» Prompt: Can you copy out the full forum thread on gift cards and silverware, word for word?

» Document section:
# Gift Cards and Silverware



## Pigzfly (Dec 2, 2010)

Hi Folks,

I'm looking for a sterling silver pattern that my partner and I both like, as if we don't get it for a wedding present, neither of us will ever be able to lay out that kind of cash. I've been looking online, ebay, craigslist etc. and was reminded about how much money can be saved by looking for resales on gift cards. Looking at some major center craigslist listings, there are lots of Birks gift certs or store credits available at 20-30% off retail!


----------



## Plugging Along (Jan 3, 2011)

I'm not sure what the attendees for your wedding will be like in terms of presents. However, I know few people that registered for their weddings, and did what you did by picking something that you wouldn't be able to afford otherwise. What happened was, they got a few people that bought parts of what they wanted, and they ended having only a partial set, and needed to buy the rest themselves anyways.


Keep in mind, many people do not buy off the registeries, and even the ones who do, may feel odd to by one fork or knife, if it's really that expensive. 

For one of my friends that really wanted a specific set, that was the ONLY thing they put on the registery, and made sure people knew that's really what they wanted.


----------



## sprocket1200 (Aug 21, 2009)

so, u get silverware and nothing else? sounds like quite the opportunity cost...


----------



## humble_pie (Jun 7, 2009)

really ? people are still buying sterling silver ??

you won't believe how many gently used sets of real sterling are crashing around the environs. Just a decade ago you couldn't give them away. Brides all wanted stainless steel. And you, are you sure you'll be up to the frequent polishing.

there's nothing like silver on a table, though. And i think you're right to go for sterling & ignore plate. You'll have a family heirloom with sterling. Today's plate is so thinly plated that it's tomorrow's wornout landfill (cost of replating is too high.)

[Collection entries]
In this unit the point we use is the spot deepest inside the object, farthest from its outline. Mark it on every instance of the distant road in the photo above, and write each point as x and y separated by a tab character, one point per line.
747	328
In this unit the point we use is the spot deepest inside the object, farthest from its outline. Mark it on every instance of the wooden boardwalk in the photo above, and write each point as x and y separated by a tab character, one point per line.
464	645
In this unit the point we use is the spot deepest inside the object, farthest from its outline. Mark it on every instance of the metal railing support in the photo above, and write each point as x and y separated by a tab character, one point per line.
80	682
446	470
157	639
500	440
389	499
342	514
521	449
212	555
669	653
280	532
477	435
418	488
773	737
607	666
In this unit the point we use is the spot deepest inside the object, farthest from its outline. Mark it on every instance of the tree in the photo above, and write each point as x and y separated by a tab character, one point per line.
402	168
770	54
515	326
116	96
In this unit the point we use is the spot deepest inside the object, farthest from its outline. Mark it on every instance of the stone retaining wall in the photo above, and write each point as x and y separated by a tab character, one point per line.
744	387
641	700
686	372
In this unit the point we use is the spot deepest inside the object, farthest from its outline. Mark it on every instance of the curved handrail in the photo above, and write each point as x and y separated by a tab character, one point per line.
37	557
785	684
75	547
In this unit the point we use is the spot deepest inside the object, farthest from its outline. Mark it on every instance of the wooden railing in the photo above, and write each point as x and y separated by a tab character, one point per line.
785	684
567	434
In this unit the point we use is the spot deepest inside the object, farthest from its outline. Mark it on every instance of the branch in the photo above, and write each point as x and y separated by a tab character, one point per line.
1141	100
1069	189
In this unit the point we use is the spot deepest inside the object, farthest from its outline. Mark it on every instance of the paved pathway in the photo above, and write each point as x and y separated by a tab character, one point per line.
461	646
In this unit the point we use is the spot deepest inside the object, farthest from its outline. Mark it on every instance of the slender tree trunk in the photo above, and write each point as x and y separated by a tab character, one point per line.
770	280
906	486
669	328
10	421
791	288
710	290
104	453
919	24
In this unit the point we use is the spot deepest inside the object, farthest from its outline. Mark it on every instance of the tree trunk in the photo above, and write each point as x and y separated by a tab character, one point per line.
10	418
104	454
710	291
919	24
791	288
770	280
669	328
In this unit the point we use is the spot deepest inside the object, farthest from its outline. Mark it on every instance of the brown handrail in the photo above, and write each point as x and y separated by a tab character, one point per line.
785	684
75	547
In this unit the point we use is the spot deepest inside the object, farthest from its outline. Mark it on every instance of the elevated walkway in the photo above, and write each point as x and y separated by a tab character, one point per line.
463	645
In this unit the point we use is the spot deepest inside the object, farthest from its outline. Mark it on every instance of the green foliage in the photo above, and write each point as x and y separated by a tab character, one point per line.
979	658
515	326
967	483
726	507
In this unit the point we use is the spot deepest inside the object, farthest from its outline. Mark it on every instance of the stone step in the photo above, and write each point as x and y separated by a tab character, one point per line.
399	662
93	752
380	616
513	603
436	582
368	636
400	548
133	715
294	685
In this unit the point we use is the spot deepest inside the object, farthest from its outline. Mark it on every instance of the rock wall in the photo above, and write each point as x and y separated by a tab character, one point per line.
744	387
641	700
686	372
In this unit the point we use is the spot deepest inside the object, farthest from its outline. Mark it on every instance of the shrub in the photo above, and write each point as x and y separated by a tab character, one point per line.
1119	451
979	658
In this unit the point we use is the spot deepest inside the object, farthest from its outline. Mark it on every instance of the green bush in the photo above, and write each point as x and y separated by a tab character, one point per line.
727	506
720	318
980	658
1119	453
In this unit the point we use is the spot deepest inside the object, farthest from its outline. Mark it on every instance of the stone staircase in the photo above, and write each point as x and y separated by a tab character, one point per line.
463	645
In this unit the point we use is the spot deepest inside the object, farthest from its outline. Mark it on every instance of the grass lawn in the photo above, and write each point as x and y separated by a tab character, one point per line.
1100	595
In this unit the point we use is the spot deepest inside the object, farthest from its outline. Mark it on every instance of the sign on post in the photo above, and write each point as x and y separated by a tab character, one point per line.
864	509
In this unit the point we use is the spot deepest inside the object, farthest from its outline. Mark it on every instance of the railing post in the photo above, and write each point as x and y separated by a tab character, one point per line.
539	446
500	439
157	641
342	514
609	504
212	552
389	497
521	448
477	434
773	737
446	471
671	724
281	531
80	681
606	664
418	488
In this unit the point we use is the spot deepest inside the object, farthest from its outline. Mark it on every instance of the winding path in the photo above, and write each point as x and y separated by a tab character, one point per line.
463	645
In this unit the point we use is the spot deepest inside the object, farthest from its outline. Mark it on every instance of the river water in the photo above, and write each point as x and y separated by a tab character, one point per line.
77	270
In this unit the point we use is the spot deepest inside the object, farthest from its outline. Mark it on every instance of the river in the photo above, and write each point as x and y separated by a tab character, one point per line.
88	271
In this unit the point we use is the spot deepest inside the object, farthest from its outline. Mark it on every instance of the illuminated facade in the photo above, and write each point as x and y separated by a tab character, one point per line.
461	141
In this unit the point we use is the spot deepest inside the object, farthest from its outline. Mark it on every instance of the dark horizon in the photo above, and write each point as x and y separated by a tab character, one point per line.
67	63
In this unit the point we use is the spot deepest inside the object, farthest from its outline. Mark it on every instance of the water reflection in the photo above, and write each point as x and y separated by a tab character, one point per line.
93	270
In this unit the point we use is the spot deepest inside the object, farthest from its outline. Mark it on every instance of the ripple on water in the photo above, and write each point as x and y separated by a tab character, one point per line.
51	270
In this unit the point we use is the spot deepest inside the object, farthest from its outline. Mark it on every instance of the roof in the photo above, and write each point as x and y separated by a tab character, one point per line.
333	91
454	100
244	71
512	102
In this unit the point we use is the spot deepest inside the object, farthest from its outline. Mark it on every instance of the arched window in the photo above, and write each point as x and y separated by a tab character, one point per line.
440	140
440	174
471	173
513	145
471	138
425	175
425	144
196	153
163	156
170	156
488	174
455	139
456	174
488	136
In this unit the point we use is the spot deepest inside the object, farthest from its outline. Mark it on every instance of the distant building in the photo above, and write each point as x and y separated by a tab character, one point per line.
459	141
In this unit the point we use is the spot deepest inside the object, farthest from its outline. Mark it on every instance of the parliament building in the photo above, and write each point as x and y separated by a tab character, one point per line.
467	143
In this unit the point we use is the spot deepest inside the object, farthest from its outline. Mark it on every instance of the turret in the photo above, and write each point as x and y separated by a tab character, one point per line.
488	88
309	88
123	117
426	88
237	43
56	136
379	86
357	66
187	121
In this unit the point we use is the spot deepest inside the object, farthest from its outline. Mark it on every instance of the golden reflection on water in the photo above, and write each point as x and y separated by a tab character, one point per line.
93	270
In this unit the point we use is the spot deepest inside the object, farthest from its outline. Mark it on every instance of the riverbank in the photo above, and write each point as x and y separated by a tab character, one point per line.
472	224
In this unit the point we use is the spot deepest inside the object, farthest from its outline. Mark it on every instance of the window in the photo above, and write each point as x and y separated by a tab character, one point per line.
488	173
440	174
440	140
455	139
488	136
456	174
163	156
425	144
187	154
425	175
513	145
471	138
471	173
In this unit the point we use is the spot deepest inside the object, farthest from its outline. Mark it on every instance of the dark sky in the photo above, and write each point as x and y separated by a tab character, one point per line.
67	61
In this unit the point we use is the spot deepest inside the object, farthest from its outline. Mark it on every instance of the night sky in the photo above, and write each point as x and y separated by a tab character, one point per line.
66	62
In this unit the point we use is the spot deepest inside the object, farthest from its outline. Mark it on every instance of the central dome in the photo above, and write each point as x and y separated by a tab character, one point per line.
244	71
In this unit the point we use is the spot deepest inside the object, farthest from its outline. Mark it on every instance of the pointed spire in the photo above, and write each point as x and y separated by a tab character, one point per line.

» Task response:
# Gift Cards and Silverware



## Pigzfly (Dec 2, 2010)

Hi Folks,

I'm looking for a sterling silver pattern that my partner and I both like, as if we don't get it for a wedding present, neither of us will ever be able to lay out that kind of cash. I've been looking online, ebay, craigslist etc. and was reminded about how much money can be saved by looking for resales on gift cards. Looking at some major center craigslist listings, there are lots of Birks gift certs or store credits available at 20-30% off retail!


----------



## Plugging Along (Jan 3, 2011)

I'm not sure what the attendees for your wedding will be like in terms of presents. However, I know few people that registered for their weddings, and did what you did by picking something that you wouldn't be able to afford otherwise. What happened was, they got a few people that bought parts of what they wanted, and they ended having only a partial set, and needed to buy the rest themselves anyways.


Keep in mind, many people do not buy off the registeries, and even the ones who do, may feel odd to by one fork or knife, if it's really that expensive. 

For one of my friends that really wanted a specific set, that was the ONLY thing they put on the registery, and made sure people knew that's really what they wanted.


----------



## sprocket1200 (Aug 21, 2009)

so, u get silverware and nothing else? sounds like quite the opportunity cost...


----------



## humble_pie (Jun 7, 2009)

really ? people are still buying sterling silver ??

you won't believe how many gently used sets of real sterling are crashing around the environs. Just a decade ago you couldn't give them away. Brides all wanted stainless steel. And you, are you sure you'll be up to the frequent polishing.

there's nothing like silver on a table, though. And i think you're right to go for sterling & ignore plate. You'll have a family heirloom with sterling. Today's plate is so thinly plated that it's tomorrow's wornout landfill (cost of replating is too high.)